Pick out each line of the records that contains the string "person".

◆ RECORDS TO USE ◆
------------------------------------------------

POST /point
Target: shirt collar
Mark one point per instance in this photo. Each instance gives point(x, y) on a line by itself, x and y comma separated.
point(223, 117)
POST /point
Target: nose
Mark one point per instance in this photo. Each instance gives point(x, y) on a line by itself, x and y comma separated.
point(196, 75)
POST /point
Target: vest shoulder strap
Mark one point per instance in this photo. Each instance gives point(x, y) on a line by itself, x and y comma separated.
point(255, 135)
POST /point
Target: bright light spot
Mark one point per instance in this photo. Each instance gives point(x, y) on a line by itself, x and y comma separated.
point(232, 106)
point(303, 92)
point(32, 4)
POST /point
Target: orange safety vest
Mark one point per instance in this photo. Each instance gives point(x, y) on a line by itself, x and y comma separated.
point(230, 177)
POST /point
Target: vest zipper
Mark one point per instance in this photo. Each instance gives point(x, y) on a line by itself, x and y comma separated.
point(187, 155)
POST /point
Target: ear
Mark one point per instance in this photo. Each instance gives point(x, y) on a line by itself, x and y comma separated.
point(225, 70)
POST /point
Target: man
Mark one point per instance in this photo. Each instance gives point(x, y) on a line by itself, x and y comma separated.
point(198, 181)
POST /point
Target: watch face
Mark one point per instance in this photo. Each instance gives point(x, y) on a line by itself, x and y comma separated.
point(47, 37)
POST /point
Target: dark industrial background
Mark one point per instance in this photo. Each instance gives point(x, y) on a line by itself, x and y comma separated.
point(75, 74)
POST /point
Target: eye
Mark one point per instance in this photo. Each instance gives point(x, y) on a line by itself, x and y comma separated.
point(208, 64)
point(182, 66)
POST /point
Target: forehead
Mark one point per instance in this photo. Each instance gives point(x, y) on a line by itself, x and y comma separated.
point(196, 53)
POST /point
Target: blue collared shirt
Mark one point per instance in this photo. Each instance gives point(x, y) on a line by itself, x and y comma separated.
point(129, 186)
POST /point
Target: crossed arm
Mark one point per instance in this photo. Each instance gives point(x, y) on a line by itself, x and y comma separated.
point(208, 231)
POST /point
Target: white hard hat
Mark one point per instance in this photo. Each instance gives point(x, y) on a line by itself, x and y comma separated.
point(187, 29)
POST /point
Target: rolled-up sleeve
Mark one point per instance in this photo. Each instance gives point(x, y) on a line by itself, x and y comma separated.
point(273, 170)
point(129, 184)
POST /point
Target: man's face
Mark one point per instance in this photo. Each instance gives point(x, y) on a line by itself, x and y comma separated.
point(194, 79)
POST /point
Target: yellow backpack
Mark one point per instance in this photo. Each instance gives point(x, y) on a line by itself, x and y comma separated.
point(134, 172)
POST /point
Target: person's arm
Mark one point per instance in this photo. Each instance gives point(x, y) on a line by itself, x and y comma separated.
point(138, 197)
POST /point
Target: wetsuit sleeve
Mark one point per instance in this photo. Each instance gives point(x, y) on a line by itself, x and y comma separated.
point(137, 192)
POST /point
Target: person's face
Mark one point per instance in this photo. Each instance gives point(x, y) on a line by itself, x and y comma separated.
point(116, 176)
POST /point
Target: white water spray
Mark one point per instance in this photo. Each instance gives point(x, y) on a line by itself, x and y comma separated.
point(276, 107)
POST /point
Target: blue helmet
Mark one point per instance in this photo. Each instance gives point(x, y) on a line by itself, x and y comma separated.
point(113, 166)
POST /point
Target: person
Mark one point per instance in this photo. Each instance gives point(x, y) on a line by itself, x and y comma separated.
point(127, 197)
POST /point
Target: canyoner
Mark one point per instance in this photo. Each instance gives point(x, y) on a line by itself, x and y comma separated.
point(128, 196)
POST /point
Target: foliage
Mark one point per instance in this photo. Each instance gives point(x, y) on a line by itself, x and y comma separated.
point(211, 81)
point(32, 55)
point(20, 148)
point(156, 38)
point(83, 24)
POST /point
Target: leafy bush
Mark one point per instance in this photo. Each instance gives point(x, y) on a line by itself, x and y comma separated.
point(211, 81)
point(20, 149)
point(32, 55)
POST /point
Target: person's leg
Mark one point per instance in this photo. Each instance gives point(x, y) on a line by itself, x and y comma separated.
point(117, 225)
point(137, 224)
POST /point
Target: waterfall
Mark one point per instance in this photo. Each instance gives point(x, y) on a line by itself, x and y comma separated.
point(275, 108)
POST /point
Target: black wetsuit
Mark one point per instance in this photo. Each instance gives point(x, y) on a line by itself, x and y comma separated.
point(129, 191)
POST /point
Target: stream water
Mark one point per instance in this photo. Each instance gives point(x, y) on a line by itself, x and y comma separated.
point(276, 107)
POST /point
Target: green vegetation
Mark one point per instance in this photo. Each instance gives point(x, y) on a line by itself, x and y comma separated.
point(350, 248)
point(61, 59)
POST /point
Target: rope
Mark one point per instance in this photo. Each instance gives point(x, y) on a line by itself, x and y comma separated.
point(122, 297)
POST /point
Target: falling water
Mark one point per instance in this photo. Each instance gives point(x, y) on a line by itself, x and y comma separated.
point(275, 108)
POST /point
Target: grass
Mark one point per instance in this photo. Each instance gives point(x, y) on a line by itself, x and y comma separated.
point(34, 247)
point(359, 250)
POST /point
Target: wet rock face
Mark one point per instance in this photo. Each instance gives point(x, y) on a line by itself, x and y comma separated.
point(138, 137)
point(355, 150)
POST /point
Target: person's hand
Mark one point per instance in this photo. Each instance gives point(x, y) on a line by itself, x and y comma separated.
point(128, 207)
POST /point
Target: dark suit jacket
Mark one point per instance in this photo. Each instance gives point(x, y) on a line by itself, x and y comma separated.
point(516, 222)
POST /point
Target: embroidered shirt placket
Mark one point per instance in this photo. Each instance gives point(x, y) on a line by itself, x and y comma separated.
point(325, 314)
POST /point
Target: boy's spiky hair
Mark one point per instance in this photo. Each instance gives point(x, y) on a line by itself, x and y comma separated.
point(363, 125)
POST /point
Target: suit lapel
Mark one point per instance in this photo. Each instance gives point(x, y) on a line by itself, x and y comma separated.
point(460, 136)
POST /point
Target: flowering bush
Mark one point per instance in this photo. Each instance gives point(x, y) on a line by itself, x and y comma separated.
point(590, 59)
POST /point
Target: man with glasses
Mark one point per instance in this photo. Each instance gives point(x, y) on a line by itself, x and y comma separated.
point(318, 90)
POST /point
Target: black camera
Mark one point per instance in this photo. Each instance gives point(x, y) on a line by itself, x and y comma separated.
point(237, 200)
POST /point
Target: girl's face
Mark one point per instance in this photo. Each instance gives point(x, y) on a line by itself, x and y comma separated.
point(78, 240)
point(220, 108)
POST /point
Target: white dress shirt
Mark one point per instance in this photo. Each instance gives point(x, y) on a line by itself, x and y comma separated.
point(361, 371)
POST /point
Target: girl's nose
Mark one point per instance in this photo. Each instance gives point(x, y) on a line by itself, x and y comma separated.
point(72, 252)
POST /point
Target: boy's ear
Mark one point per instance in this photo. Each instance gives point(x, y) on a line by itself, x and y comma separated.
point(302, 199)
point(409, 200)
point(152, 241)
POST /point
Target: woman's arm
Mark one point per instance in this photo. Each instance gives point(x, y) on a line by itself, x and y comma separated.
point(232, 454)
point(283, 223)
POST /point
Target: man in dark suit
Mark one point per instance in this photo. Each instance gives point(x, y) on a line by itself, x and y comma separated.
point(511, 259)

------------------------------------------------

◆ TASK ANSWER ◆
Target: person's arm
Target: person's face
Target: person
Target: person's leg
Target: person's hand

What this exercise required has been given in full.